■ Instructions for the task: Could you repeat every record below exactly as written?

(Referring expression data)
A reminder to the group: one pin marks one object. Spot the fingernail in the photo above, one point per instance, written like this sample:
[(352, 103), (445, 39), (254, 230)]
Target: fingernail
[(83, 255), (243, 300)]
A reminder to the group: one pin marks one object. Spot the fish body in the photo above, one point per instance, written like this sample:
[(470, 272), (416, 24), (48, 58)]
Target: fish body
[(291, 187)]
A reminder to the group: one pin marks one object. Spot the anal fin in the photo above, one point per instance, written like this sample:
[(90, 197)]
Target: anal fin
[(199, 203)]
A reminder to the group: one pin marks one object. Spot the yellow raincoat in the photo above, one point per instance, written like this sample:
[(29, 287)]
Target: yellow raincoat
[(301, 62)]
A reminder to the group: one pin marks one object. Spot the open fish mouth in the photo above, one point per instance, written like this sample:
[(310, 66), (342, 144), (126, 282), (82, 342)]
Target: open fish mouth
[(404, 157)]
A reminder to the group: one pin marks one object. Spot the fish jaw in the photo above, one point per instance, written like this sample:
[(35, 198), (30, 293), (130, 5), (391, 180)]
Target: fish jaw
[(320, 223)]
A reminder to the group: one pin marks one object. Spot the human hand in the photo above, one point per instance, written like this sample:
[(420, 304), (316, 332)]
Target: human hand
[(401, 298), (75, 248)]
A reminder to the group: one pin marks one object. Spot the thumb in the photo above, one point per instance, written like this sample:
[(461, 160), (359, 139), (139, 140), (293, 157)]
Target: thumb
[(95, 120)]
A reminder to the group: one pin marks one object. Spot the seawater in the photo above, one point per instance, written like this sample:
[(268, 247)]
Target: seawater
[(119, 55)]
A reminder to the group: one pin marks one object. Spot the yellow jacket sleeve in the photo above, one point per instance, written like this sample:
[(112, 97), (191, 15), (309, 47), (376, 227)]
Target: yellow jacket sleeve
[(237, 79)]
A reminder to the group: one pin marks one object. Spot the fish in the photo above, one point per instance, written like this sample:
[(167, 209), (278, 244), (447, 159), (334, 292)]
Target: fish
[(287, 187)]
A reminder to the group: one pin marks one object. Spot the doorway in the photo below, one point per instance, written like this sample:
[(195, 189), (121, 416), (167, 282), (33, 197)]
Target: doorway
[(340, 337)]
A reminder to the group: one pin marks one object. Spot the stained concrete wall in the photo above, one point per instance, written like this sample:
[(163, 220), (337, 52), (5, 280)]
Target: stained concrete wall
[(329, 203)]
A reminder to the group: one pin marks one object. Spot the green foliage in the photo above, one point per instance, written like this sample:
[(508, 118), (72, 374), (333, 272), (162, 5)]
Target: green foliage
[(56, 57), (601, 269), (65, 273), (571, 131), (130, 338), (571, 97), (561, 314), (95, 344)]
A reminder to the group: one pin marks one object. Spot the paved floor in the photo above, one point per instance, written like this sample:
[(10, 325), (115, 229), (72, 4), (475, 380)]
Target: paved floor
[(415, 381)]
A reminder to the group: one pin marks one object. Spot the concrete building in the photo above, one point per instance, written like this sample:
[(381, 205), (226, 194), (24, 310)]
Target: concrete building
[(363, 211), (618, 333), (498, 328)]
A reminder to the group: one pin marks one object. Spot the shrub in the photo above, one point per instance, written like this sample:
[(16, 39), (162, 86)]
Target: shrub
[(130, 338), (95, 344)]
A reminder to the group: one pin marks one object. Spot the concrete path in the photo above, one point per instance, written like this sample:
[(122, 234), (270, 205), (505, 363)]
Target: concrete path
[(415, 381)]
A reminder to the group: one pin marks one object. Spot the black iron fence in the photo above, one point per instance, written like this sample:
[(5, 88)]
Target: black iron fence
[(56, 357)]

■ Solution for this problem:
A reminder to the group: one pin marks one object. Spot the fingernail in the photo above, one point per instance, written like this sample:
[(352, 103), (445, 39), (254, 230)]
Target: fingernail
[(83, 255), (243, 300)]
A reminder to the group: one pin marks one object. Spot the fish body in the photo above, one point per instance, written like this sample:
[(470, 272), (416, 24), (48, 58)]
Target: fish body
[(291, 187)]
A reminder to the group: one pin marks one object. Spot the anal fin in the photo above, one point per instance, written like this sample:
[(90, 197)]
Target: anal fin
[(199, 203)]
A reminder to the group: one pin marks one object. Spot the yellow raincoat in the photo above, one point per instance, written like this sample:
[(29, 287)]
Target: yellow raincoat
[(301, 62)]
A reminder to the group: one pin marks one object. Spot the open fish mouth in the photo above, one point per instance, written like this sample:
[(310, 66), (342, 144), (126, 282), (82, 342)]
Target: open fish mouth
[(404, 157)]
A reminder to the group: one pin marks one object. Spot the fish jaw in the photo above, one point per instance, written like this sample:
[(35, 198), (30, 293), (130, 5), (391, 180)]
Target: fish jaw
[(320, 223)]
A reminder to the group: one pin marks one object. Spot the human hand in the photo above, one point per instance, written like this sample:
[(420, 304), (316, 332)]
Target: human hand
[(401, 298), (75, 248)]
A reminder to the group: one pin marks one object. Spot the thumb in the photo above, one point per instance, written like this sample:
[(461, 160), (359, 139), (139, 140), (293, 157)]
Target: thumb
[(95, 120)]
A reminder to the group: one pin marks one object. Spot the seawater in the photo above, one point per instance, written like this sample:
[(268, 247)]
Target: seawater
[(119, 55)]
A reminder to the group: one pin marks one object. Spot the yellow jacket sleeve in the photo above, one point per instance, written like this sample:
[(112, 97), (191, 15), (309, 47), (376, 227)]
Target: yellow jacket sleeve
[(237, 79)]
A reminder to the group: one pin marks one object. Spot the fish in the photo above, one point per instance, written like this sample:
[(167, 209), (278, 244), (447, 159), (334, 292)]
Target: fish
[(287, 187)]
A reminder to the group: one pin marks one object. Spot the doorway in the photo below, one point per instance, written like this sample:
[(195, 189), (121, 416), (167, 282), (33, 197)]
Target: doorway
[(340, 337)]
A reminder to the group: one pin marks one object. Spot the stained concrete wall in the photo above, one point per instance, written like this sample:
[(163, 220), (337, 52), (5, 280)]
Target: stained concrete wall
[(329, 203)]
A reminder to the group: one pin marks one object. Spot the green foliage in the photo above, one point per instance, written like this sample:
[(508, 118), (72, 374), (333, 272), (162, 5)]
Target: green foliage
[(56, 57), (601, 269), (65, 273), (571, 131), (130, 338), (571, 97), (561, 314), (95, 344)]
A reminder to the group: one pin marks one object. Spot the paved floor in the photo above, one point per instance, written like this sample:
[(10, 325), (115, 229), (72, 4), (475, 380)]
Target: paved floor
[(415, 381)]
A reminder to the group: one pin marks one object. Spot the concrete building in the photo above, one point per instance, written like this sample:
[(381, 205), (226, 194), (24, 310)]
Target: concrete building
[(363, 211), (618, 333), (498, 328)]
A reminder to the group: one pin marks one object. Spot the shrub in the photo above, one point per instance, written like this sample:
[(16, 39), (162, 86)]
Target: shrub
[(130, 338), (95, 344)]
A reminder to the group: one pin marks one object. Spot the concrete path in the photo above, one point per instance, written like this sample:
[(122, 234), (270, 205), (505, 363)]
Target: concrete path
[(415, 381)]
A reminder to the group: one pin marks one object. Spot the black iron fence in the photo above, one point per instance, written like this sample:
[(5, 88)]
Target: black iron fence
[(56, 357)]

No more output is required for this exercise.